==== INFORMATION SHOWN

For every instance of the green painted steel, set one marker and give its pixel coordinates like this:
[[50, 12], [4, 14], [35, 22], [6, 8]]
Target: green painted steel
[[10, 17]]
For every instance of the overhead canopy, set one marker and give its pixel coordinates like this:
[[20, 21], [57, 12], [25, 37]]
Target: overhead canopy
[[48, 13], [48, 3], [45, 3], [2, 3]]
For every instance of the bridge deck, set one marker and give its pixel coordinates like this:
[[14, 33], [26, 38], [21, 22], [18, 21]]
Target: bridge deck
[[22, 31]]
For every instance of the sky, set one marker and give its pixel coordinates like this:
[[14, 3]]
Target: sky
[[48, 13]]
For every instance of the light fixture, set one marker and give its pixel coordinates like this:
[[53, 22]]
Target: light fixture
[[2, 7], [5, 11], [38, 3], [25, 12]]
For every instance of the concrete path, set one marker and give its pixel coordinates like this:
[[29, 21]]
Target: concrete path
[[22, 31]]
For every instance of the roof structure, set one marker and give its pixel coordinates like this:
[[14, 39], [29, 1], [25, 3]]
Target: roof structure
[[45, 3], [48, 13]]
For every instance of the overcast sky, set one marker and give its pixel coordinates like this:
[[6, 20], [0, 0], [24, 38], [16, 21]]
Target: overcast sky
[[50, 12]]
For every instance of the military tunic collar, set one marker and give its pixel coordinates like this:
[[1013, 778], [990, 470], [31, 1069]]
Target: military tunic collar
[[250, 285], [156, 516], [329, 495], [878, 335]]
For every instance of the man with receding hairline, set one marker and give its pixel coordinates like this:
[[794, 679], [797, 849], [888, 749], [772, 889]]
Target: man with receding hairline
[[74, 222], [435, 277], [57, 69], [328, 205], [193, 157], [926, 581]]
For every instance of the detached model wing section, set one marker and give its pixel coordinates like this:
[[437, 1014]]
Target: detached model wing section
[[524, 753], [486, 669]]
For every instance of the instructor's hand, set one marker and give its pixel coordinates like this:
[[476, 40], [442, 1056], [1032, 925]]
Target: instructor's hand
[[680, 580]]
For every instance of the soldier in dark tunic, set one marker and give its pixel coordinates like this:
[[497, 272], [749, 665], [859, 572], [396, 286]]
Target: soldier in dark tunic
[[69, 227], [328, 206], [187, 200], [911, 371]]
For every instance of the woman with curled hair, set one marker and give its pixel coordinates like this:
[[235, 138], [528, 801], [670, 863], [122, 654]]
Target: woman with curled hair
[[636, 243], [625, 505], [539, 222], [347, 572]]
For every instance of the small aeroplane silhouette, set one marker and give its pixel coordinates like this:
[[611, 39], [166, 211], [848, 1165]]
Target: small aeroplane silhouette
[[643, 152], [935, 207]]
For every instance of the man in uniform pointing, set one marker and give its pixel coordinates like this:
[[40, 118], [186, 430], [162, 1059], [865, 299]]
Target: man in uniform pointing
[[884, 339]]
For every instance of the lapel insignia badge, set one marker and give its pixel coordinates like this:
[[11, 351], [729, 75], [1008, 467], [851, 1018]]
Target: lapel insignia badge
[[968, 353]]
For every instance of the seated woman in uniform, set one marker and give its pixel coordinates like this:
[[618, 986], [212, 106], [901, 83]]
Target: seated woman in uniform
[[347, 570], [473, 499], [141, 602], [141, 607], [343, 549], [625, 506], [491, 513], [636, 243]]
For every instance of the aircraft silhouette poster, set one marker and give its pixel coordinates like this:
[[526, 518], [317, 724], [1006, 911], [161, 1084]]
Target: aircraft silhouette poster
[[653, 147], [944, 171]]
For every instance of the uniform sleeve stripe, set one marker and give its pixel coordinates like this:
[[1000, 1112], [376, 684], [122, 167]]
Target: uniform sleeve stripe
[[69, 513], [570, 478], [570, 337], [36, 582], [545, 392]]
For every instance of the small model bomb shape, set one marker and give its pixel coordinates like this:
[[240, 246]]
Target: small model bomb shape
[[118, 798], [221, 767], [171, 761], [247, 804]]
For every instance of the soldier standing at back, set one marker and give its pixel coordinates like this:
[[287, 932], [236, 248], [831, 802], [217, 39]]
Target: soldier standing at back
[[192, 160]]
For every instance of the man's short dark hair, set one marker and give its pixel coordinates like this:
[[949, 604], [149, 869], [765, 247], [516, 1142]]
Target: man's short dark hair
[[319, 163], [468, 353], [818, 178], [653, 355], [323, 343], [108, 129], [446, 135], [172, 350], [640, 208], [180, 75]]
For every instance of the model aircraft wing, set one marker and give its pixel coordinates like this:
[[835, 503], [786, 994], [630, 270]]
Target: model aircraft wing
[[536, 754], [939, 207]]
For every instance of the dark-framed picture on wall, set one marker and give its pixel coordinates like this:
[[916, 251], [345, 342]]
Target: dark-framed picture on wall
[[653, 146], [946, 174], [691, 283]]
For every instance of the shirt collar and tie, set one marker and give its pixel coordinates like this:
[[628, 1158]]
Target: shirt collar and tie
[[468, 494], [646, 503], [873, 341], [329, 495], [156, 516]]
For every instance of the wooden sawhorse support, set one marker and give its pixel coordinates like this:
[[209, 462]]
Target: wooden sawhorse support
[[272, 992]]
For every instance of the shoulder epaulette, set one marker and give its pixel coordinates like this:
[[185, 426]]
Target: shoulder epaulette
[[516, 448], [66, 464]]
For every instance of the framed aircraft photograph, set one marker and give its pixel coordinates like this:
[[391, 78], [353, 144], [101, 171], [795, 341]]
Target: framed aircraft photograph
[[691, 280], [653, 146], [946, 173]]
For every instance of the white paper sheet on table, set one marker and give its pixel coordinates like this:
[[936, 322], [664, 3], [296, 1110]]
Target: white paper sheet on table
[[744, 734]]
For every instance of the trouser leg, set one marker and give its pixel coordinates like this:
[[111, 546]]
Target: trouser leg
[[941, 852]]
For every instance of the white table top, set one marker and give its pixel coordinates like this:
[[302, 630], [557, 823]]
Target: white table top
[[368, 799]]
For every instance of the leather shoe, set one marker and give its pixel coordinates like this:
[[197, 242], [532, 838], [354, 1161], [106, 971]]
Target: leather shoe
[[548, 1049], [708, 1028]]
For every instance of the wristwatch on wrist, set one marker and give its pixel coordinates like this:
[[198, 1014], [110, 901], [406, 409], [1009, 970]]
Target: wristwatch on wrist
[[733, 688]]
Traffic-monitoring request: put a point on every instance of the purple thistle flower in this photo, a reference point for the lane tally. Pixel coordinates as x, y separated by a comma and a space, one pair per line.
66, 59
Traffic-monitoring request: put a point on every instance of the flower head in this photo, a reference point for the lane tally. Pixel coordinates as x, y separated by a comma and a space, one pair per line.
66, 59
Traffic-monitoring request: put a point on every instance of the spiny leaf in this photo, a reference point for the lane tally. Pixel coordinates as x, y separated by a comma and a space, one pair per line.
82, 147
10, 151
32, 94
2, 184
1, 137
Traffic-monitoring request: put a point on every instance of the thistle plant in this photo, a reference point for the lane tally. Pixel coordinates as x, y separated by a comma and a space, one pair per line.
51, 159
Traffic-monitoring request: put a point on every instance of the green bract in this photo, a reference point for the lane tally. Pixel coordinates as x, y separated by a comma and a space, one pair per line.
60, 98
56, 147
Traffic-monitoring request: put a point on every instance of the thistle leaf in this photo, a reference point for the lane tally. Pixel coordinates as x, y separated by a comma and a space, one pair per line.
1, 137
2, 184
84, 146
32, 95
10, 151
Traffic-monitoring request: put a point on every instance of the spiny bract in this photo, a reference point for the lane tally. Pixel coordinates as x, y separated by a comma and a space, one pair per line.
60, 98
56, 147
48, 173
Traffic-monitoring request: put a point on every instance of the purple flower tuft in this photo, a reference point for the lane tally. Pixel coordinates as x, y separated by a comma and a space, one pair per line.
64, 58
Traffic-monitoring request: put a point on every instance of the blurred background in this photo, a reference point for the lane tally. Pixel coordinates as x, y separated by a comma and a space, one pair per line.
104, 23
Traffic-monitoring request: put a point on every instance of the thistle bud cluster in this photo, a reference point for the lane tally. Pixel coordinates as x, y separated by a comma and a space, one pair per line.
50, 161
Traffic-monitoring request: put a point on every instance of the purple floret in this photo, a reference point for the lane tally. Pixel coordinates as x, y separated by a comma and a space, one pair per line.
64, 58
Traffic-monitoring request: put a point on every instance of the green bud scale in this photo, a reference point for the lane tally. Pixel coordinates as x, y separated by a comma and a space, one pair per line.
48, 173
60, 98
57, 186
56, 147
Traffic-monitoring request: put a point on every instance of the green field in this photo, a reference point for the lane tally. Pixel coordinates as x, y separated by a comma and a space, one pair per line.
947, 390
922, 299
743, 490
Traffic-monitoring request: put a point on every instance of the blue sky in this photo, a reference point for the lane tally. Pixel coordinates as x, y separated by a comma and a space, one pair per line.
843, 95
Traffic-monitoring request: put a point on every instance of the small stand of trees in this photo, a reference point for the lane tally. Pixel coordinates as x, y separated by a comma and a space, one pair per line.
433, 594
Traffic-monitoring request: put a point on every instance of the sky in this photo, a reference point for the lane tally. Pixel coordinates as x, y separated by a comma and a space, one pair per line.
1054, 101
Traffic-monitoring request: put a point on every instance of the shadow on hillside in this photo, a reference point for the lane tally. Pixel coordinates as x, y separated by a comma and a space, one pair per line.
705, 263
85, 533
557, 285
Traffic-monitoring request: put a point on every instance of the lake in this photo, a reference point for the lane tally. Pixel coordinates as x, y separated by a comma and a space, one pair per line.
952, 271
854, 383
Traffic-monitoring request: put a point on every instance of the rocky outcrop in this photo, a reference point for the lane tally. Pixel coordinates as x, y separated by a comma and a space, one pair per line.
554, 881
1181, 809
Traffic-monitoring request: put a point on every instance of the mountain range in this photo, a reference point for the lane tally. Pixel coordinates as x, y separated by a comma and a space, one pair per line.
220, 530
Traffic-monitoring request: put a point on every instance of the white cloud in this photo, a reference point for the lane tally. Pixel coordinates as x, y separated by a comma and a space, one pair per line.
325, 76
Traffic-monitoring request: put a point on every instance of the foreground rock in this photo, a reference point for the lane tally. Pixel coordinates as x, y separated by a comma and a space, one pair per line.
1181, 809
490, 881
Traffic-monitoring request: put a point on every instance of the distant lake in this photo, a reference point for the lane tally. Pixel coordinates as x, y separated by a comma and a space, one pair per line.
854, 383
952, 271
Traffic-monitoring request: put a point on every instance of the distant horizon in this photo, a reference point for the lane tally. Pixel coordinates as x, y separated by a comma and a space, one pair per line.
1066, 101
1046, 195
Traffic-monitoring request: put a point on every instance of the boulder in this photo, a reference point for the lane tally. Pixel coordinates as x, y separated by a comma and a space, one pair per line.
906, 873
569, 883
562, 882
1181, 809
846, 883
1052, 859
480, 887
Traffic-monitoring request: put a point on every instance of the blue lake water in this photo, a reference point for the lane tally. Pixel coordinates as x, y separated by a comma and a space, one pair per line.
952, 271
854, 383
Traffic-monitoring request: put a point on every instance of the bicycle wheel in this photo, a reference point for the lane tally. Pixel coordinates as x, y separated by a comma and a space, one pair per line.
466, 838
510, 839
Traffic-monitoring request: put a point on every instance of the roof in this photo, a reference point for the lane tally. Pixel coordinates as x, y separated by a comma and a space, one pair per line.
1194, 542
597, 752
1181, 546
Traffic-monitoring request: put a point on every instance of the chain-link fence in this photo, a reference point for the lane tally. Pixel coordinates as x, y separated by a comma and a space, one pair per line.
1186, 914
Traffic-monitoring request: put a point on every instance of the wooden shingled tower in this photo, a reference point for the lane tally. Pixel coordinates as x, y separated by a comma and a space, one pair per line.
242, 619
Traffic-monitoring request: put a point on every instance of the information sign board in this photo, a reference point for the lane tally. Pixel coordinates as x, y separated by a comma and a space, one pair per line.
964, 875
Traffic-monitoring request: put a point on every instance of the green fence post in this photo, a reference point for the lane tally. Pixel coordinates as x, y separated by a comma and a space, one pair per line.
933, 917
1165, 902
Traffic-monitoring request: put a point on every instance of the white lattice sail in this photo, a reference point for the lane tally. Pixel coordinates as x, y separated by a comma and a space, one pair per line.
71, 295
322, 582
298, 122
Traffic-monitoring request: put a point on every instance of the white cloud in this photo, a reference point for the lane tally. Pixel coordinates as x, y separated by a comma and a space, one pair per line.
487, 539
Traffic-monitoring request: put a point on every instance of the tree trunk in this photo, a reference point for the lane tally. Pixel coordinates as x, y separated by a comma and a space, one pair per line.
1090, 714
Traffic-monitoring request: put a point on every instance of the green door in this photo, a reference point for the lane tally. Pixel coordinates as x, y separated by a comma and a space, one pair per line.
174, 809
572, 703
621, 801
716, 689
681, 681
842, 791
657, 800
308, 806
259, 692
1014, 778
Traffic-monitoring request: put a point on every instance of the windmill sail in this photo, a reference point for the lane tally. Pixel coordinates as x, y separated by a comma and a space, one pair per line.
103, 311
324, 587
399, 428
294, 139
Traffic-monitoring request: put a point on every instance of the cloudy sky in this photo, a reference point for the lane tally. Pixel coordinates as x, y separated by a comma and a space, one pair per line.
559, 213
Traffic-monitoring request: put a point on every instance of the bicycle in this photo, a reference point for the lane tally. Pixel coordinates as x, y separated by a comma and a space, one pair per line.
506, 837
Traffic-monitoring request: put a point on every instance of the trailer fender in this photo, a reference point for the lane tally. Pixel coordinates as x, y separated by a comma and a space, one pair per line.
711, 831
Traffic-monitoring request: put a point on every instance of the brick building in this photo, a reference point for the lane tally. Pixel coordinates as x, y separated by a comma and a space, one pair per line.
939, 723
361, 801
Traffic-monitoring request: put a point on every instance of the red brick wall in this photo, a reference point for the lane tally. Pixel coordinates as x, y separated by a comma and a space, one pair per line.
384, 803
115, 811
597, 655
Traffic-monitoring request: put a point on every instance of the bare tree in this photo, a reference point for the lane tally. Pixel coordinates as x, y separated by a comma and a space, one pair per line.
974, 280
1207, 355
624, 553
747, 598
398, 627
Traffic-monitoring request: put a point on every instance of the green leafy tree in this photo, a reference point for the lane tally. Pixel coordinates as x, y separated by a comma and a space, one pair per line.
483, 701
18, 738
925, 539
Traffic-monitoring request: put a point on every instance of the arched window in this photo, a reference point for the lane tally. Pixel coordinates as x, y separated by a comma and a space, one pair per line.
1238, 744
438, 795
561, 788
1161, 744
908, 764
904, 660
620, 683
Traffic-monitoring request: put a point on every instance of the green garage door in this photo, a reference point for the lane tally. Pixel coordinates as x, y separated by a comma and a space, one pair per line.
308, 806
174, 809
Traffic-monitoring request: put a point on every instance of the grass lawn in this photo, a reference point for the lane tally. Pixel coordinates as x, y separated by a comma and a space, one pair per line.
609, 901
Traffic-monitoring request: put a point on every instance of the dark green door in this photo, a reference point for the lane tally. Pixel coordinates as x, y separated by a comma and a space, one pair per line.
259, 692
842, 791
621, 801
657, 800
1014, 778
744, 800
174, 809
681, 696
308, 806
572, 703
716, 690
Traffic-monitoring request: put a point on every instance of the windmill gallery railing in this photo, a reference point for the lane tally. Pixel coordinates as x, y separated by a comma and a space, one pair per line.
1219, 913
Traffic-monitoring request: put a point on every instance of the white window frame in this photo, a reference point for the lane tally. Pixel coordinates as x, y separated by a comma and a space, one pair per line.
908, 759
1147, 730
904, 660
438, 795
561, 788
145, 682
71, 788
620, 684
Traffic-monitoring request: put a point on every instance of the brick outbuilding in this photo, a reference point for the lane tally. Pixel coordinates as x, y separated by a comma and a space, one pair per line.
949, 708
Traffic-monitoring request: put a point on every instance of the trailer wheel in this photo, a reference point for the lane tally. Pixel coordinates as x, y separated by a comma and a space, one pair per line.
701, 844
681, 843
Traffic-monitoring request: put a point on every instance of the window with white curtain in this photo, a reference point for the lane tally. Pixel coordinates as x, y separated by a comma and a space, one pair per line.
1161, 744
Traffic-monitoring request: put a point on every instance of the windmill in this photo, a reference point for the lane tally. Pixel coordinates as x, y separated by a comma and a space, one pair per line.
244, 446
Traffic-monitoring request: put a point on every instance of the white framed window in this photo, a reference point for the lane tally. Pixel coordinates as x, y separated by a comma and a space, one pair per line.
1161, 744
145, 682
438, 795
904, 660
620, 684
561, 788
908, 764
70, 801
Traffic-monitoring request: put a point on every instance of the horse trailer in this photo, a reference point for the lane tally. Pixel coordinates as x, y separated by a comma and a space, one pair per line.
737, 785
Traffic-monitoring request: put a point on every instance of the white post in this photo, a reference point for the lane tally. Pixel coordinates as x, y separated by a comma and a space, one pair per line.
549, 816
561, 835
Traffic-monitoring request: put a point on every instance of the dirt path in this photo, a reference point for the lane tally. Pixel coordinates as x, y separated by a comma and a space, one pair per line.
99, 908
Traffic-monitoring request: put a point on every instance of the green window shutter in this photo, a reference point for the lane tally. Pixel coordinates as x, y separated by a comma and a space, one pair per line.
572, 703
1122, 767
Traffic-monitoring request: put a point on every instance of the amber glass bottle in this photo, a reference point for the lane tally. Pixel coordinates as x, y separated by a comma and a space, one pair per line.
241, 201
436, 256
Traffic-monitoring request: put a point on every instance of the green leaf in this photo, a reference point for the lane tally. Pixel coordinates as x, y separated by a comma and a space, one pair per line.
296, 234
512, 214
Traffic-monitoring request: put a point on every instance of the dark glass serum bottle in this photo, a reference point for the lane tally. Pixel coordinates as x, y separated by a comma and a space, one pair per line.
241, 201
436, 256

========

● TASK DETAILS:
Once you find the line containing "For every instance of the overhead", stop: reproduce exactly that line and every line of the data before it, and nothing else.

● FINISHED EXERCISE:
For every instance of the green painted steel, set one marker and give its pixel coordinates like this:
[[50, 12], [4, 14], [35, 22], [6, 8]]
Target: green painted steel
[[10, 17]]
For every instance of the overhead canopy, set one marker and give its pixel coordinates like this:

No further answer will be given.